* [Description of the task]: Everything from the line with "the stairway in stands" to the end of the data should be restated word for word, and nothing before it.

* [Available records]:
>> start

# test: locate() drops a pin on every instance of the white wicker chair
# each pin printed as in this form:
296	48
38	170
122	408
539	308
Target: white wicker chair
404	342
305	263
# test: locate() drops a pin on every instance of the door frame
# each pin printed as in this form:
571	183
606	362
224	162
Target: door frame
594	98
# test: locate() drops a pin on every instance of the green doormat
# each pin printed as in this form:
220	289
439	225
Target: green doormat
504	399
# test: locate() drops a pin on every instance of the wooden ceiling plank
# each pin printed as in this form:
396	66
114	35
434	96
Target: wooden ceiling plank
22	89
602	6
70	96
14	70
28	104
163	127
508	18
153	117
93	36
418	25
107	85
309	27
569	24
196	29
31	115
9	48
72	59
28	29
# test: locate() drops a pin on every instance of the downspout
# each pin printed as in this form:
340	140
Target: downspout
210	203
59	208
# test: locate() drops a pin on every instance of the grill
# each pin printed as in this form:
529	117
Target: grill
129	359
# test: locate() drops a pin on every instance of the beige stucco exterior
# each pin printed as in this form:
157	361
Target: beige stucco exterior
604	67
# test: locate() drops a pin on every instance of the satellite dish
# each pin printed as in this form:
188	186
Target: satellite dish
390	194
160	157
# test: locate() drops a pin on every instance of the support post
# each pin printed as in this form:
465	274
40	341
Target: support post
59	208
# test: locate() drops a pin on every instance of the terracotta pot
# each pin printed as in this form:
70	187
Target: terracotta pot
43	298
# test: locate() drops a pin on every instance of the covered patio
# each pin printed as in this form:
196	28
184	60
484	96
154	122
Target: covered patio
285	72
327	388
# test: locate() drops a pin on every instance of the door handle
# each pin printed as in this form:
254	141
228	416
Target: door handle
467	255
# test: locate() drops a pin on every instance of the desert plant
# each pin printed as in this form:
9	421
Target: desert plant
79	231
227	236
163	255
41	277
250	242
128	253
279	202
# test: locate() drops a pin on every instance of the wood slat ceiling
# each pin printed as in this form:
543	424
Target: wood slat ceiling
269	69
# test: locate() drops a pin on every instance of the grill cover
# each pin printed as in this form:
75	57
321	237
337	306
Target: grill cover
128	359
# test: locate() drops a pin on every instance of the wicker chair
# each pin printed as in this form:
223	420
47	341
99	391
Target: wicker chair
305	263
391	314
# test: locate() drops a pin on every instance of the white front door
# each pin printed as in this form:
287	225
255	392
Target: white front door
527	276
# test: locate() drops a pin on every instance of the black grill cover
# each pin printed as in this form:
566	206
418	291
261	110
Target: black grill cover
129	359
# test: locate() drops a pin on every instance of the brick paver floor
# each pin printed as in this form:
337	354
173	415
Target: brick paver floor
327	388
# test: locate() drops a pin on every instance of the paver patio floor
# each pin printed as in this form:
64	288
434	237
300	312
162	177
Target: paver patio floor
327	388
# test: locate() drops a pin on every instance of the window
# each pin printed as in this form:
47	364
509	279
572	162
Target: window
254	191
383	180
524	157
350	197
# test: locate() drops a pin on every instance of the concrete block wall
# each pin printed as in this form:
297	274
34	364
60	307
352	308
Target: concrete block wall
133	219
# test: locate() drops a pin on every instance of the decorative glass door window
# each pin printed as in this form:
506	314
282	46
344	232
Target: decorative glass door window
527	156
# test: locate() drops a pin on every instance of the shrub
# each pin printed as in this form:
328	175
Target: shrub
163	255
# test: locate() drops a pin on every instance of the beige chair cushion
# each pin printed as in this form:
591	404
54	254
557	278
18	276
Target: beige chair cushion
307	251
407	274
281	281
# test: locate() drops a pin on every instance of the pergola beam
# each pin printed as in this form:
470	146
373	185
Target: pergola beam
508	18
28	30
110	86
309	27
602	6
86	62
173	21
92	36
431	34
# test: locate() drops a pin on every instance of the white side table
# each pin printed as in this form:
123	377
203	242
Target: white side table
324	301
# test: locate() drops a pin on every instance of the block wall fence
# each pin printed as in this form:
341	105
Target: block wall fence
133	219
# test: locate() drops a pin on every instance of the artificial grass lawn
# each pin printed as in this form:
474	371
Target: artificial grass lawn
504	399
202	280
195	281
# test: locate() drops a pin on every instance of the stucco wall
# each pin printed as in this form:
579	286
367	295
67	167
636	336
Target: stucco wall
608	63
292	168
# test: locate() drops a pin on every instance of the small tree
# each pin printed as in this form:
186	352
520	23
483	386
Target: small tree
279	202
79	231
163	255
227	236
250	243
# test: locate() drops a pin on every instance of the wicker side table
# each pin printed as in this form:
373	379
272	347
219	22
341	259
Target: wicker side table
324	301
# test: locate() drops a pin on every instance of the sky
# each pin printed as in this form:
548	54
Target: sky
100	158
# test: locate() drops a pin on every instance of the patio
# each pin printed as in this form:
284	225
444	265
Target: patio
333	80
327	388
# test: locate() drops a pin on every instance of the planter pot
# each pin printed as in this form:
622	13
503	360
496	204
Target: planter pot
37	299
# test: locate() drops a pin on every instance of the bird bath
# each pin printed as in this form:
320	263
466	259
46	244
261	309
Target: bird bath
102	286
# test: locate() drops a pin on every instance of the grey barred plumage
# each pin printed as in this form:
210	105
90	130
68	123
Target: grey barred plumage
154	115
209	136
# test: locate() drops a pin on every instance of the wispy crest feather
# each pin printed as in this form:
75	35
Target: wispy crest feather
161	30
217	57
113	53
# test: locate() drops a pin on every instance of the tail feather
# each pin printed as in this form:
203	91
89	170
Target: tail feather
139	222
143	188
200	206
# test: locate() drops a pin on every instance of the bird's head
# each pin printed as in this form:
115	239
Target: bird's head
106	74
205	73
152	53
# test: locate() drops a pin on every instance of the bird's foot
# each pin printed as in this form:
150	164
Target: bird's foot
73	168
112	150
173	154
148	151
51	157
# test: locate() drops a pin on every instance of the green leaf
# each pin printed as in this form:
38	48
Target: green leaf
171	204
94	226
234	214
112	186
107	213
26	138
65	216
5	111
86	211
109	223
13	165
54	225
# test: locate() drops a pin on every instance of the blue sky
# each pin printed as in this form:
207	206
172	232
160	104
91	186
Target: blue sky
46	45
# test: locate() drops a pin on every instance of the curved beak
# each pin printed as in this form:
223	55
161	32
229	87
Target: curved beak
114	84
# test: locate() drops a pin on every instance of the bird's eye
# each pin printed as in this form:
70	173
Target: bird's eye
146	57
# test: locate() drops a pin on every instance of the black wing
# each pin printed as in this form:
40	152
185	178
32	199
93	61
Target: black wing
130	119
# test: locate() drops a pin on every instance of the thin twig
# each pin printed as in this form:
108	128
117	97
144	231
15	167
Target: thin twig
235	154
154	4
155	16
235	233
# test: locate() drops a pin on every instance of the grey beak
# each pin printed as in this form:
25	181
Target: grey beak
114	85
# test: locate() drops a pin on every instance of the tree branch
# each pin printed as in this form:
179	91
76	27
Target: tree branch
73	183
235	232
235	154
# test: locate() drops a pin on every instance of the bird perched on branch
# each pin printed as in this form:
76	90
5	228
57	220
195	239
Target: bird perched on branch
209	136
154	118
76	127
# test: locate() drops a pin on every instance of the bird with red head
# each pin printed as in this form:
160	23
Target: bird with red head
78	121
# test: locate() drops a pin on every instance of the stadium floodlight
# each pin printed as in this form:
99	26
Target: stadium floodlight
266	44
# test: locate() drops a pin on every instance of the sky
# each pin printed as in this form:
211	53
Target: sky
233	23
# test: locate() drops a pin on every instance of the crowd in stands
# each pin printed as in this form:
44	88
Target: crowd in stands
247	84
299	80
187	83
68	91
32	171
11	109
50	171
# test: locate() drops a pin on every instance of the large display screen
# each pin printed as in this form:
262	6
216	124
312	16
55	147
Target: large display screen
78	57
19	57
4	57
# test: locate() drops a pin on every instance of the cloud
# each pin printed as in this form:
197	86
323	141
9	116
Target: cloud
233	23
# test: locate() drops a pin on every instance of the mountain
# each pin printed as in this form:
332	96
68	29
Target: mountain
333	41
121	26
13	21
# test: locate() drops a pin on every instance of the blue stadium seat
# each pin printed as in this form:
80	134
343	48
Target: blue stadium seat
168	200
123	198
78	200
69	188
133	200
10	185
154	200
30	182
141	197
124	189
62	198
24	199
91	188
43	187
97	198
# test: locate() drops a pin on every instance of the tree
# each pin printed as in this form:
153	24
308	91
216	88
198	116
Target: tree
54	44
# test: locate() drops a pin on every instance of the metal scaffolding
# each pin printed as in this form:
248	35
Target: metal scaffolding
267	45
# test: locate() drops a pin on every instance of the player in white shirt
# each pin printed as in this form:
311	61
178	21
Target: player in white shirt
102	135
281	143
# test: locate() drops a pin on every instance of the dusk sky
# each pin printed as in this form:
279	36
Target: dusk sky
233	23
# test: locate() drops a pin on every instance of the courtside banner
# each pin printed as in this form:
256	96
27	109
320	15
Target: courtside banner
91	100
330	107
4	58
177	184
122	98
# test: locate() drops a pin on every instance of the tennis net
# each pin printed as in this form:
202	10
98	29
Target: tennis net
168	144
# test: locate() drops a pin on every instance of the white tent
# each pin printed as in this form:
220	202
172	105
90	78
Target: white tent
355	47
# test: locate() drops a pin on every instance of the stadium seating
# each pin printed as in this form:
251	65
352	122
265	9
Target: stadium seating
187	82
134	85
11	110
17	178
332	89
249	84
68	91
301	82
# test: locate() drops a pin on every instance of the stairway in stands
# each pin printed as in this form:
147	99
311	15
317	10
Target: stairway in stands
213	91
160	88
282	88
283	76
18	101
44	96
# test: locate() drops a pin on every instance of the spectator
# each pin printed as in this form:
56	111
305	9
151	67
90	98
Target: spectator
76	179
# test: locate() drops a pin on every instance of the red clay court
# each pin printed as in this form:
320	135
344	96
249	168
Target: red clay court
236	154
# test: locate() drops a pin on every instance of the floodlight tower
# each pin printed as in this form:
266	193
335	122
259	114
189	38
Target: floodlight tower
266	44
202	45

>> end

* [Response to the exercise]:
# test: locate() drops a pin on every instance of the stairway in stands
# each pin printed as in this form:
147	99
311	15
317	10
Target: stairway in stands
213	91
160	88
282	88
283	76
18	101
44	96
# test: locate() drops a pin on every instance of the spectator
# each pin printed as in this form:
56	111
305	9
151	67
90	98
Target: spectator
76	179
# test: locate() drops a pin on every instance of the red clay court
# each pin printed as in this form:
320	135
344	96
249	168
Target: red clay court
236	154
# test: locate() drops a pin on every instance of the floodlight tower
# each pin printed as in this form:
266	193
335	122
259	114
189	38
Target: floodlight tower
266	44
202	45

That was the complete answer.